**SET TASK**
Pull out every one of the lines below and copy each exactly as it appears. Leave the pictures out of your answer.

**STORED ROWS**
-- begin --

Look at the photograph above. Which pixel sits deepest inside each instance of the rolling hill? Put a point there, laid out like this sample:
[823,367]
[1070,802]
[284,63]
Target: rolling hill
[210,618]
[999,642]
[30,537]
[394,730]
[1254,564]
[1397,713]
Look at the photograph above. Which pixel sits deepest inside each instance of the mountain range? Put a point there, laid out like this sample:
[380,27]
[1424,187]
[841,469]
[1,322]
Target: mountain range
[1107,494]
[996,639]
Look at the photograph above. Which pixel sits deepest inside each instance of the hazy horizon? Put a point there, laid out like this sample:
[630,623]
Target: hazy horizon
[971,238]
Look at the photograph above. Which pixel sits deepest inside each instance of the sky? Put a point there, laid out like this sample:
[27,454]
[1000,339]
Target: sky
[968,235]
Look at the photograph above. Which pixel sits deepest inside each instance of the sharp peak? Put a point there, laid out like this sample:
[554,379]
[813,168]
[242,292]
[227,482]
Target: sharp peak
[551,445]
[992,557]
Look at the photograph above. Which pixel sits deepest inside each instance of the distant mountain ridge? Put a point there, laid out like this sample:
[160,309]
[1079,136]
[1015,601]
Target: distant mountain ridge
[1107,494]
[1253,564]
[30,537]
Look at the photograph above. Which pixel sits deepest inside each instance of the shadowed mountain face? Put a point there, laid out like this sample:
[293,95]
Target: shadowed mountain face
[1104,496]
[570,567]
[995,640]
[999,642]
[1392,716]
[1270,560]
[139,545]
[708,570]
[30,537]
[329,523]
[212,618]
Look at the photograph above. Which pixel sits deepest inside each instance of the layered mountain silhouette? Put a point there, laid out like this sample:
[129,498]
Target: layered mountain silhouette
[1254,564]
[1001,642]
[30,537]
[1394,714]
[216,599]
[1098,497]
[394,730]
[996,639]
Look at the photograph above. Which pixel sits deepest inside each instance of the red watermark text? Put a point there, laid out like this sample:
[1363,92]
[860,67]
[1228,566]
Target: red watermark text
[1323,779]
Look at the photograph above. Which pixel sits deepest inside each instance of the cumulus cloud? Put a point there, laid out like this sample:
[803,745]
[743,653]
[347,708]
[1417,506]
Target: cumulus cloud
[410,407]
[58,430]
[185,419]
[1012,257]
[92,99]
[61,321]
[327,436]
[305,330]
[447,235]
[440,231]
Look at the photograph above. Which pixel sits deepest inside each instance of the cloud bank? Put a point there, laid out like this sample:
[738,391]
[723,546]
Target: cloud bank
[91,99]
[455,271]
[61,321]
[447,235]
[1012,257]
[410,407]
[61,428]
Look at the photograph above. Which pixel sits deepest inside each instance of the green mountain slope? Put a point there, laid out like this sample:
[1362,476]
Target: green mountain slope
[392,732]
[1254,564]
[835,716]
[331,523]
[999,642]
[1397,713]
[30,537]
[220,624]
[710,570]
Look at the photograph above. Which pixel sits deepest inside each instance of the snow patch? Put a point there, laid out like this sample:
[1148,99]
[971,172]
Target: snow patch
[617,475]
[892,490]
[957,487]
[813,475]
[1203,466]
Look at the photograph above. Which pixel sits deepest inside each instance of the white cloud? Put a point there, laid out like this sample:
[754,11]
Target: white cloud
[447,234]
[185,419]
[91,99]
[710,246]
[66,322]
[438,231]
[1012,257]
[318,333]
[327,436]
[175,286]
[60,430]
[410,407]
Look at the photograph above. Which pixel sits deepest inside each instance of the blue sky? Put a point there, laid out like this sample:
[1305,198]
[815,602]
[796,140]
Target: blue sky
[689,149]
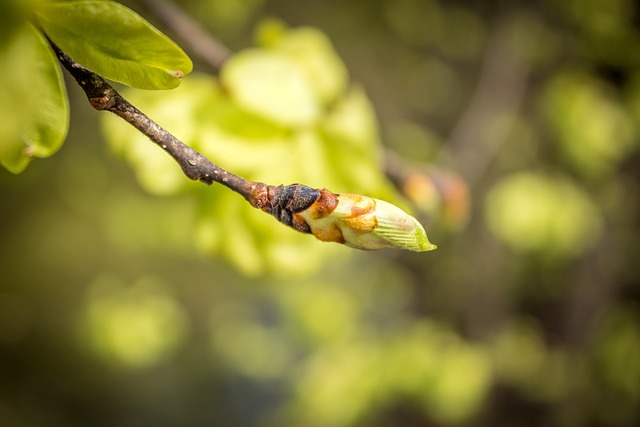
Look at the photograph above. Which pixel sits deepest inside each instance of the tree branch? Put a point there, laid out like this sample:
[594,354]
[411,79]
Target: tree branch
[359,222]
[103,97]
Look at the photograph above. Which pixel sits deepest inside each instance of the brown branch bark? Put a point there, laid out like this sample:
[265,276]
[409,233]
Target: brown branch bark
[103,97]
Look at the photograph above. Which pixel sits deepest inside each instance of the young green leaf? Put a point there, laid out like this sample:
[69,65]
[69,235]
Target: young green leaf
[34,96]
[115,42]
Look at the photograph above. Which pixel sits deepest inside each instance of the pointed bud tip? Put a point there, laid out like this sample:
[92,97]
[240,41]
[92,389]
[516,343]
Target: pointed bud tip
[369,224]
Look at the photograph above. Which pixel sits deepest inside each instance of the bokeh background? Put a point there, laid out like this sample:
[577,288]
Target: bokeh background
[511,129]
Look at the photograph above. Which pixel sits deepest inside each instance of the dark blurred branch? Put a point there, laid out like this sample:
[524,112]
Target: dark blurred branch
[501,89]
[199,40]
[103,97]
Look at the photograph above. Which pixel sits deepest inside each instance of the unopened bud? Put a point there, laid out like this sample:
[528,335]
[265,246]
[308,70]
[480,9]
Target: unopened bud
[364,223]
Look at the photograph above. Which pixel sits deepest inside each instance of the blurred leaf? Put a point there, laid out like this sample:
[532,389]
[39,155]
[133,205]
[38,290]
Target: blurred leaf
[271,85]
[259,134]
[34,96]
[313,51]
[115,42]
[594,131]
[13,15]
[544,214]
[135,325]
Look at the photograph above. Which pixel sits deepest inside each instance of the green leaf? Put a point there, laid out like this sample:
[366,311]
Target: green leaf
[116,43]
[34,96]
[271,85]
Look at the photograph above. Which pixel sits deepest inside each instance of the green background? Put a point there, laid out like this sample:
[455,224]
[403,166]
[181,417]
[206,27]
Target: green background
[527,314]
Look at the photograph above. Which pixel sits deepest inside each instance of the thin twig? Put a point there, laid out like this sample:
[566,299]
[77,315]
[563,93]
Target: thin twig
[103,97]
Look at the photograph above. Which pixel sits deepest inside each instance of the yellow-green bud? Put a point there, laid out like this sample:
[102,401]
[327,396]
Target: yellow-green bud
[363,223]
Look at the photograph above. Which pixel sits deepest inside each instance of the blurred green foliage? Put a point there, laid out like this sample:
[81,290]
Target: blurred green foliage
[280,114]
[527,314]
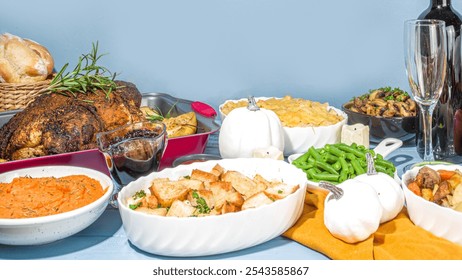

-- end --

**FINAL ANSWER**
Look at the photograph above. Which pixel sits deepest inside each instance of the rolling hill? Put a point there, laid out like this sample:
[823,367]
[1070,802]
[284,63]
Target: rolling hill
[210,618]
[999,642]
[30,537]
[394,730]
[1254,564]
[1397,713]
Look at the photograph above. Which pixel sits deepest inside each instance of the mountain range? Put a point there, laid out like this sample:
[380,27]
[1424,187]
[841,469]
[1,322]
Target: mountain range
[1107,494]
[996,639]
Look at the photograph above. Which pixel sits deepest inside each instance of the hazy horizon? Put a point there, laid out like this sample:
[630,623]
Target: hazy horizon
[971,238]
Look at the photograph above. Which pixel sits deepest inside each instance of the sky? Put a point there, laid out like this sample:
[27,454]
[1000,339]
Target: sky
[968,235]
Look at the photograph above. Which pixel sits deepest inside each instance of the sharp peak? Put a point there, laid out like this sample:
[554,379]
[813,168]
[242,292]
[227,482]
Target: sharp peak
[551,445]
[992,557]
Look at the photograph above. Which pixel sits deepest inside each instance of the distant mountain ridge? Put a point there, laid out like this sample:
[160,309]
[1079,136]
[1015,601]
Target: distant mountain ridge
[1107,494]
[1253,564]
[30,537]
Look at the photograph above. Which pixel sits deepest inside each instance of the shadowed mountain face? Put a point there, laid out like this sample:
[293,95]
Target: shadowed mountain face
[1104,496]
[570,567]
[995,640]
[999,642]
[1392,716]
[1270,560]
[139,545]
[708,570]
[30,537]
[329,523]
[212,618]
Look at the photograph above. Which pixel sits deepest inside each instance of the layered mountain silhouette? Put a point there, laid out like this sample:
[129,498]
Target: layered mountain silhouette
[1254,564]
[1001,642]
[30,537]
[1394,714]
[216,599]
[1098,497]
[394,730]
[996,639]
Look at the photograph above. Which pixel sits deepest inside each instance of the red watermark text? Put a point there, laid out like this sample:
[1363,92]
[860,67]
[1228,566]
Target: red watermark text
[1323,779]
Look at the photograph above. Which pixel sits deepest inside each instance of the cumulus cloud? Put a point there, laid out like this sample:
[803,745]
[743,653]
[347,708]
[1417,506]
Target: cumulus cloud
[410,407]
[58,430]
[185,419]
[1012,257]
[92,99]
[61,321]
[327,436]
[305,330]
[447,235]
[440,231]
Look at the photograph above. Which pixel sits deepest inside each instance of the cloud bank? Put a point there, laid out like this sample:
[738,391]
[723,546]
Target: cloud bank
[91,99]
[455,271]
[61,321]
[447,235]
[1012,257]
[410,407]
[61,428]
Look at the photograph above. Which pixel sits deepest inside each instance of the green mountain slope? Put a point there, laid out like this sample:
[1362,476]
Target: green mountain slope
[392,732]
[1254,564]
[835,716]
[331,523]
[999,642]
[1397,713]
[30,537]
[220,624]
[710,570]
Look at the photograph above. Which pixel sits deepest inside each instance of the snow patch? Put a point there, laid out like this sample:
[1148,99]
[971,172]
Target: snow patch
[617,475]
[892,490]
[957,487]
[813,475]
[1203,466]
Look at the photograph above. Which pixel sits deepest inside each instance of the white cloud? Put a point there, laid out like this sample:
[754,11]
Target: white cloud
[447,234]
[185,419]
[91,99]
[710,246]
[66,322]
[438,231]
[1012,257]
[318,333]
[327,436]
[175,286]
[60,430]
[410,407]
Look at the photograph above. Which pixel sits deepest inside each instance of the blue sky? Put a point there, laid out like this sample:
[1305,198]
[815,602]
[796,140]
Target: blue sky
[689,149]
Look at the photograph above. Which pixel sits deepest inside each instance of the tree branch? Put a point there, laid out like this sample:
[594,354]
[411,79]
Target: tree branch
[359,222]
[103,97]
Look at the photograph above. Which pixel sits deepest inside each instance of the brown branch bark? Put a point there, laid out like this sample:
[265,276]
[409,233]
Target: brown branch bark
[103,97]
Look at the photograph above. Which pixel sits deepest inside each instance of the young green leaf? Put a point there, laid out like this sample:
[69,65]
[69,235]
Target: young green leaf
[34,96]
[115,42]
Look at the photograph above. Which pixel sits deepest inside each instance of the pointed bud tip? Put a point there, laid out like this sample:
[92,97]
[240,41]
[92,389]
[516,343]
Target: pointed bud tip
[369,224]
Look at the photograph above. Which pixel sits deepest inside each instance of the bokeh background? Put a point there, laid out like this sample:
[577,288]
Target: bokeh background
[511,129]
Look at the photograph above. Which pixel sits deepest inside each instance of the dark blurred branch? Put a point there, laid out like this sample:
[524,112]
Target: dark blurred branch
[501,89]
[199,40]
[103,97]
Look at the photograph above. Which pixel sits deepest inside each instance of the unopened bud? Put a point there, laid out like this sample:
[528,335]
[265,246]
[308,70]
[480,9]
Target: unopened bud
[364,223]
Look at the photograph above. Which pixel sits deepest inside each instance of the blurred leaf? Put a point there, laid out like this sample:
[532,389]
[39,155]
[133,205]
[38,290]
Target: blurred leaf
[271,85]
[259,134]
[34,96]
[313,51]
[115,42]
[594,131]
[13,15]
[544,214]
[135,325]
Look at the photograph above. Which pixel sits deepest inside each instance of the green leaf? Put a point there, laid out like this sample:
[366,311]
Target: green leaf
[116,43]
[34,96]
[271,85]
Look at the photograph above. Which pixel sits deepest inside each instance of the green background? Put a point there, laid out like this sample:
[455,224]
[403,166]
[181,417]
[206,27]
Target: green background
[527,314]
Look at the photograph above. Which pixel sits deepest inside each instance of the thin twig? Put a point there, laid out like this sample:
[566,299]
[77,315]
[563,93]
Target: thin twig
[103,97]
Look at the photograph above. Which pixel sits deepest inside each instance of the yellow-green bud? Put a point there, laid out like this sample:
[102,401]
[327,396]
Target: yellow-green bud
[363,223]
Look at the photograph above. Which pixel sits deepest inside each instance of the blurred green foliage? Put a point there, laid out like this sample:
[81,290]
Target: blurred green foliage
[280,114]
[527,314]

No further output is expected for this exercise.